> **Exercise**
Output the listing word for word, minus pictures.

> **Extracted entries**

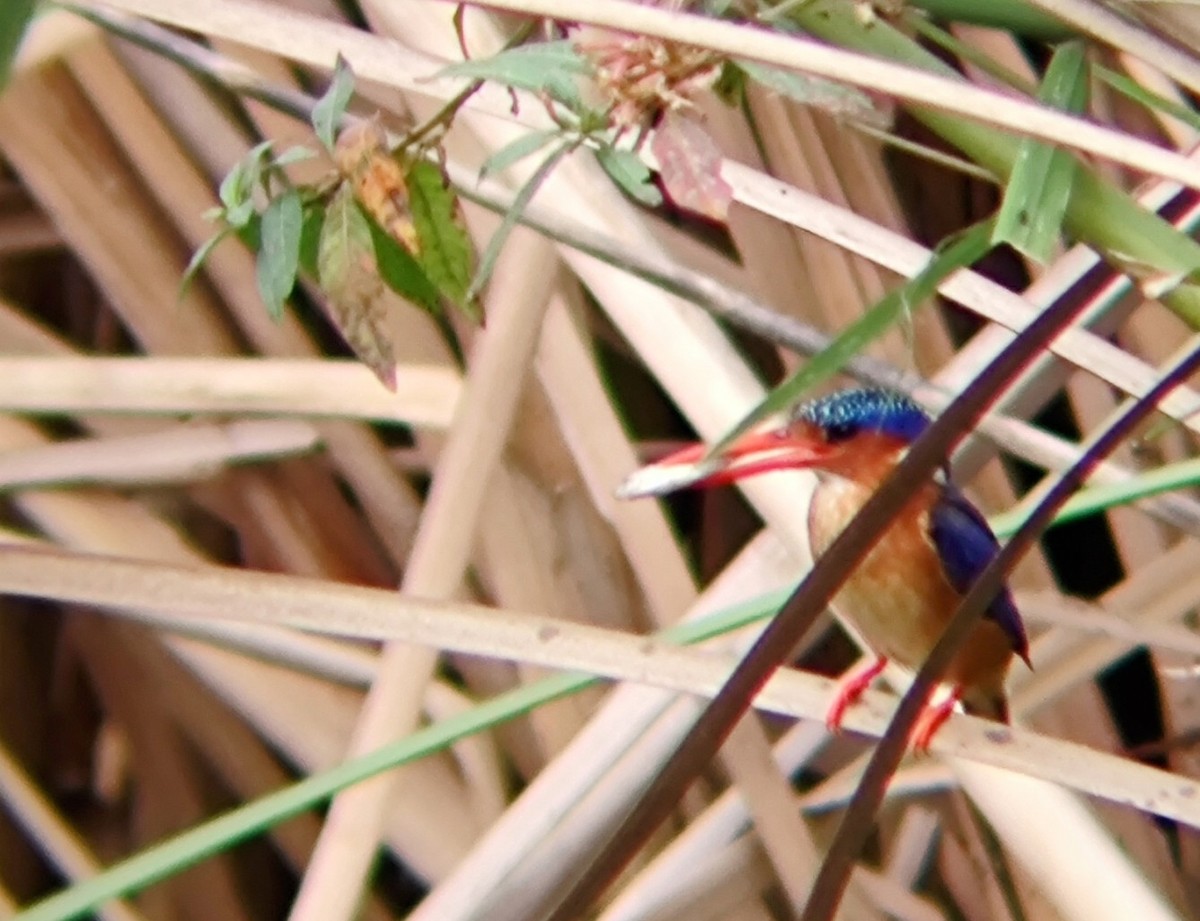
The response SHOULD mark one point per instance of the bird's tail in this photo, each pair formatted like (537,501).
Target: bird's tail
(990,704)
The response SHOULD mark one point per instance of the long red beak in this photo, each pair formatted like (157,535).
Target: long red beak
(756,452)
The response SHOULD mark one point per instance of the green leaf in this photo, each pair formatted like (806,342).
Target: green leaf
(487,260)
(1017,16)
(1039,186)
(15,19)
(349,276)
(199,257)
(546,67)
(834,97)
(329,109)
(1096,499)
(954,253)
(345,238)
(515,151)
(444,251)
(1143,96)
(1099,212)
(279,258)
(401,271)
(238,187)
(310,238)
(628,170)
(294,155)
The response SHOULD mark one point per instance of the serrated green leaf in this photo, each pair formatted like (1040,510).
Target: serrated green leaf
(520,202)
(251,233)
(279,258)
(444,250)
(628,170)
(345,239)
(1038,191)
(329,109)
(546,67)
(515,151)
(401,271)
(199,257)
(310,239)
(349,276)
(957,252)
(238,187)
(15,19)
(838,98)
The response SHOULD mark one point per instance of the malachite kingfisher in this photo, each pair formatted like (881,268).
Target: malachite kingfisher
(904,593)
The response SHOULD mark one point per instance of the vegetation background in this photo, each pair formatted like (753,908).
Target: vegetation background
(211,491)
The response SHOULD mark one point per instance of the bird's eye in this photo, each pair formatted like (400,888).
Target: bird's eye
(840,432)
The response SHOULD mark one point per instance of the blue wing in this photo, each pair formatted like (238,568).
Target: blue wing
(965,546)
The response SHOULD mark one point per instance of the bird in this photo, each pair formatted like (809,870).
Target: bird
(906,589)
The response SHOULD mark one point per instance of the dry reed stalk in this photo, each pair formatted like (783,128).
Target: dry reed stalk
(60,843)
(441,553)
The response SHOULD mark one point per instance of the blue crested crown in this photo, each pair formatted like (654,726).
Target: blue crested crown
(847,413)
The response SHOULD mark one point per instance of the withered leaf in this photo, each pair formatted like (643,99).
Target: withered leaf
(349,276)
(690,166)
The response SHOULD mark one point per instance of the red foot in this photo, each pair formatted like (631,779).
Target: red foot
(930,721)
(851,687)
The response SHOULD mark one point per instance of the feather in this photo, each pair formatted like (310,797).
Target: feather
(965,546)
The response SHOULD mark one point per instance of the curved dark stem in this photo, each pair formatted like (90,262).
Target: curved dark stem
(859,814)
(805,605)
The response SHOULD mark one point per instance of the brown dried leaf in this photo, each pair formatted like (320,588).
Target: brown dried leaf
(349,276)
(378,180)
(690,166)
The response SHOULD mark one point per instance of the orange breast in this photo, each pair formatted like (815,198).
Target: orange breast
(899,599)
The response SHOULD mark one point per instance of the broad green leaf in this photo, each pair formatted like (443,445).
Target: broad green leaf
(238,187)
(279,258)
(1099,214)
(199,257)
(549,67)
(1143,96)
(329,109)
(957,252)
(349,276)
(1096,499)
(1017,16)
(628,170)
(401,271)
(310,238)
(1039,186)
(515,151)
(15,19)
(837,98)
(487,260)
(444,250)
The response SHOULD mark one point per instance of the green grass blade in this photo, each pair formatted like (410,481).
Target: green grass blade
(1038,191)
(214,836)
(1143,96)
(1017,16)
(957,252)
(15,19)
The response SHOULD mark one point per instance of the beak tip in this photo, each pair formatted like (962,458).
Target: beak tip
(659,480)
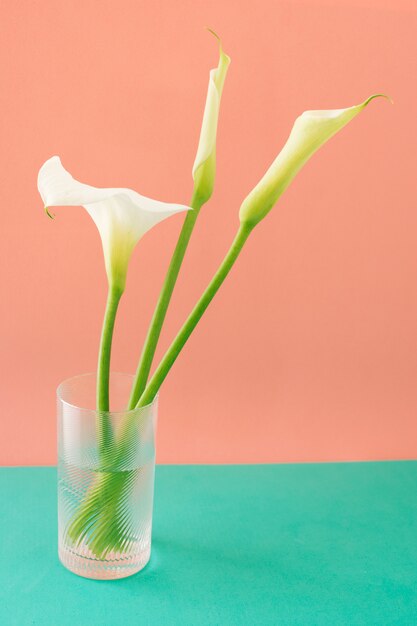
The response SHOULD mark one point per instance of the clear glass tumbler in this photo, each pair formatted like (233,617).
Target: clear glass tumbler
(106,465)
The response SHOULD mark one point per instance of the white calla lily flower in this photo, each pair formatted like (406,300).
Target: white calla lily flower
(204,169)
(310,131)
(122,216)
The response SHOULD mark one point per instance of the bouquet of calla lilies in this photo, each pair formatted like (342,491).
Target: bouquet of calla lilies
(123,216)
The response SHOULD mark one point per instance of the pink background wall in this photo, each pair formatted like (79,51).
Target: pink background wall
(310,350)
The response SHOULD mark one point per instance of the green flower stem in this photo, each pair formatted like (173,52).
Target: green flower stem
(105,436)
(152,338)
(170,356)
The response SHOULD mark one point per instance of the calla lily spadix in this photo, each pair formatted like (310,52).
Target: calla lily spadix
(122,216)
(204,169)
(310,131)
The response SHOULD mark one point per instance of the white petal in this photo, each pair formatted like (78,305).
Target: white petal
(208,132)
(121,215)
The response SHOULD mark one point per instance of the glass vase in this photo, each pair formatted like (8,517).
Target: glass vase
(106,465)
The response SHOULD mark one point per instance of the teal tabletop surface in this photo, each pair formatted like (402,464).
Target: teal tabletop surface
(290,545)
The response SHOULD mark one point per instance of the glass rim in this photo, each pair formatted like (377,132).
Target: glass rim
(94,374)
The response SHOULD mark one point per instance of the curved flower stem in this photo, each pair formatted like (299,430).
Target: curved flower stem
(105,436)
(173,351)
(158,318)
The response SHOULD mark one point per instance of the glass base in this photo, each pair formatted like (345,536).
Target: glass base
(114,567)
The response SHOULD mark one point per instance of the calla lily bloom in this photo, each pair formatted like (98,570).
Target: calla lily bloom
(204,169)
(122,216)
(310,131)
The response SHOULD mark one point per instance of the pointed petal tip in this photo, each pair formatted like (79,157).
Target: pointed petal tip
(378,95)
(213,32)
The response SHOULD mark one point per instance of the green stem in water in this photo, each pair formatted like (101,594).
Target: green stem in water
(105,435)
(173,351)
(154,332)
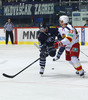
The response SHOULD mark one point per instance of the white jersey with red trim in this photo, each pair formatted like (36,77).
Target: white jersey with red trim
(69,35)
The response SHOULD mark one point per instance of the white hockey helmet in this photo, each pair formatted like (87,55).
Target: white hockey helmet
(64,19)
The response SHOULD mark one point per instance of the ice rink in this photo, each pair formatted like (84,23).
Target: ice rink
(59,84)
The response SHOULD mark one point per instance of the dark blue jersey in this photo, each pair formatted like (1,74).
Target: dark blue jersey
(49,37)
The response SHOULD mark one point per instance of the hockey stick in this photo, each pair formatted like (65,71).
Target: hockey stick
(84,53)
(37,46)
(12,76)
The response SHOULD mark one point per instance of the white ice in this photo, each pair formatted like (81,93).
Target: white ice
(59,84)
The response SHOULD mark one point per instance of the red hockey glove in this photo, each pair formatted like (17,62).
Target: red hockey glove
(59,43)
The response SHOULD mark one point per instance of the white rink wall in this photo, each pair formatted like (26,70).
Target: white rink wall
(29,35)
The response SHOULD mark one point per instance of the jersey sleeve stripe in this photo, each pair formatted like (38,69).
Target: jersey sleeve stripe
(69,39)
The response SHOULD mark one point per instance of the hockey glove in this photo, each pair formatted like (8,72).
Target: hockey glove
(59,43)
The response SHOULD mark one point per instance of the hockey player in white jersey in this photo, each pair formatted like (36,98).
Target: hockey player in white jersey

> **Answer to this task**
The response SHOULD mark one point per instance of the bird's tail in this photo, each pair formatted like (537,501).
Target: bird's tail
(990,704)
The response SHOULD mark one point per instance of the long red beak in this photo, each pair formatted like (157,535).
Target: long red beak
(756,452)
The response SHOULD mark one point per instance of the green leaf in this photo, each pair formatted like (806,342).
Target: green leaf
(487,260)
(1017,16)
(1039,186)
(15,19)
(349,276)
(199,257)
(546,67)
(834,97)
(329,109)
(1096,499)
(954,253)
(345,238)
(515,151)
(444,251)
(1143,96)
(1099,212)
(279,258)
(401,271)
(238,187)
(310,238)
(628,170)
(294,155)
The response SHOULD mark one point per instance of the serrated green leaf in this photo, each pair formatted like (1040,510).
Target: serrated green leaf
(520,202)
(251,233)
(279,258)
(444,250)
(628,170)
(345,239)
(1038,191)
(329,109)
(546,67)
(515,151)
(401,271)
(199,257)
(310,239)
(349,276)
(957,252)
(238,187)
(15,19)
(838,98)
The response SHOULD mark one point per instance of the malachite kingfisher in this photo, each pair formatted like (881,268).
Target: malachite kingfisher
(904,593)
The response SHOULD mark one point per instance of the vegetation background in this photo, each pair formatted like (753,908).
Target: vegetation background
(211,491)
The response SHOULD mark one point per instance of the bird's eye in this photo, each pair formatted like (400,888).
Target: bird's eye
(840,432)
The response SHOULD mark one point per instance of the blue wing in this photo, each pair formatted like (238,568).
Target: blue wing
(965,546)
The response SHOULD mark one point per instance of the bird in this photo, each pair formatted like (809,870).
Target: bird
(906,589)
The response SHOULD mark one point per instance of the dry reed stalk in this photo, each pair formatted like (783,128).
Target: dry reed stalk
(60,843)
(441,553)
The response SHOULD mark one point per instance of the blue crested crown in this photo, each pair formatted like (654,726).
Target: blue crested crown
(847,413)
The response SHOULD mark one point per instance of the withered leaf in this photo, each pair formatted like (643,99).
Target: withered leaf
(349,276)
(690,166)
The response SHOULD mark one point per instance of the red foot in this photo, each pair formatted like (631,779).
Target: red foot
(930,721)
(851,687)
The response SHOULD mark one point per instance of the feather in this photo, each pair formatted like (310,797).
Target: feather
(965,546)
The response SHOULD mark one point per instance of the curved dark stem in this photo, each pair formatted like (90,262).
Target: curved dark stem
(859,814)
(805,605)
The response SHOULD mark one point per instance of the brown dried leaf in this photo, each pair formatted like (320,588).
Target: brown dried leaf
(349,276)
(378,180)
(690,166)
The response SHOULD mark one point per instance of the orange breast in this photo, each pair formatted like (815,198).
Target: orange breast
(899,599)
The response SHOULD mark one point per instance of the broad green leaf in this photo, each pair formatted like (443,445).
Target: broad green leaf
(238,187)
(279,258)
(1099,214)
(199,257)
(549,67)
(1143,96)
(329,109)
(957,252)
(349,276)
(1096,499)
(1017,16)
(628,170)
(401,271)
(310,238)
(1039,186)
(515,151)
(15,19)
(837,98)
(487,260)
(444,250)
The response SHOULD mark one point per instance of the green grass blade in this photo, each pair formatted like (410,481).
Target: green grass blade
(1038,191)
(214,836)
(1143,96)
(1017,16)
(957,252)
(15,19)
The response SHOULD mark one point per instance of the beak tip in this photo, each pair formatted like (962,458).
Target: beak tip
(659,480)
The response SHOULD mark one point per instance of the clear glass tumbler in this photo, each pair formatted like (233,617).
Target: clear glass tumbler
(106,465)
The response SHOULD mark one point per instance of the white calla lily flower in this photo, each pair formatted like (406,300).
Target: white calla lily flower
(204,169)
(310,131)
(122,216)
The response SHOULD mark one point per instance of the bouquet of calla lilies in this photo, each pair formatted like (342,491).
Target: bouquet of calla lilies
(123,216)
The response SHOULD mark one point per instance of the pink background wall in this photo, each pair formatted like (79,51).
Target: pink background wall
(310,350)
The response SHOULD mark one point per instance of the green flower stem in this photo, each pair formatted like (173,52).
Target: green flower stem
(105,436)
(152,338)
(170,356)
The response SHOULD mark one point per instance of the calla lily spadix in this photo, each pair formatted like (310,52).
Target: calla lily spadix
(122,216)
(204,169)
(310,131)
The response SHOULD mark one point per instance of the white petal in this photo, each pair formatted like (78,305).
Target: white petal
(208,132)
(121,215)
The response SHOULD mark one point per instance of the glass vase in this photo, each pair formatted like (8,517).
Target: glass vase
(106,465)
The response SHOULD mark one point per instance of the teal tabletop surface in this photo, each pair formatted like (402,464).
Target: teal tabletop surface
(290,545)
The response SHOULD mark one point per instance of the glass rim in this photo, each pair formatted like (377,132).
Target: glass rim
(94,374)
The response SHOULD mark one point per instance of the curved flower stem in this photo, each pair formatted like (299,430).
Target: curved flower stem
(105,436)
(173,351)
(158,318)
The response SHOULD mark one point per instance of the glass base in this photo, each pair formatted like (345,536).
Target: glass base
(114,567)
The response SHOULD mark one point per instance of the calla lily bloom in this photo, each pair formatted like (98,570).
Target: calla lily bloom
(204,169)
(122,216)
(310,131)
The response SHOULD mark one point per instance of the pointed petal tip in this photo, each pair formatted like (79,157).
Target: pointed petal tip
(378,95)
(213,32)
The response SHOULD mark one point per instance of the green stem in water in this photo, each pair formatted like (101,594).
Target: green stem in water
(105,435)
(173,351)
(154,332)
The response SHOULD mark one point per instance of the white jersey with red trim in this photo, each pair formatted like (36,77).
Target: white jersey with red trim
(69,35)
The response SHOULD mark one point per instance of the white hockey helmet in this photo, each pair formatted like (87,55).
Target: white hockey helmet
(64,19)
The response SHOULD mark one point per instance of the ice rink in this photo, each pair formatted like (84,23).
Target: ice rink
(59,84)
The response SHOULD mark one point per instance of the dark blue jersey in this photo, each pair formatted like (1,74).
Target: dark blue jersey
(49,37)
The response SHOULD mark one point per instance of the hockey stick in this photo, each pair formatted like (65,71).
Target: hockey stick
(84,53)
(37,46)
(12,76)
The response SHOULD mark one point per instance of the white ice in this photo, each pair formatted like (81,93).
Target: white ice
(59,84)
The response SHOULD mark one point per instance of the red hockey glove in this photo, each pair formatted like (17,62).
Target: red hockey glove
(59,43)
The response SHOULD mark one point per instance of the white rink wall in this photo, each pair formatted like (26,70).
Target: white rink wall
(29,35)
The response SHOULD mark one point per instance of the jersey sleeve stripe in this photo, each pair formatted like (38,69).
Target: jersey sleeve stripe
(69,39)
The response SHOULD mark one point per instance of the hockey glove in this photo, each pair formatted like (8,72).
Target: hockey glove
(59,43)
The response SHOULD mark one point per instance of the hockey player in white jersey in this photo, each pair formatted like (36,98).
Target: hockey player in white jersey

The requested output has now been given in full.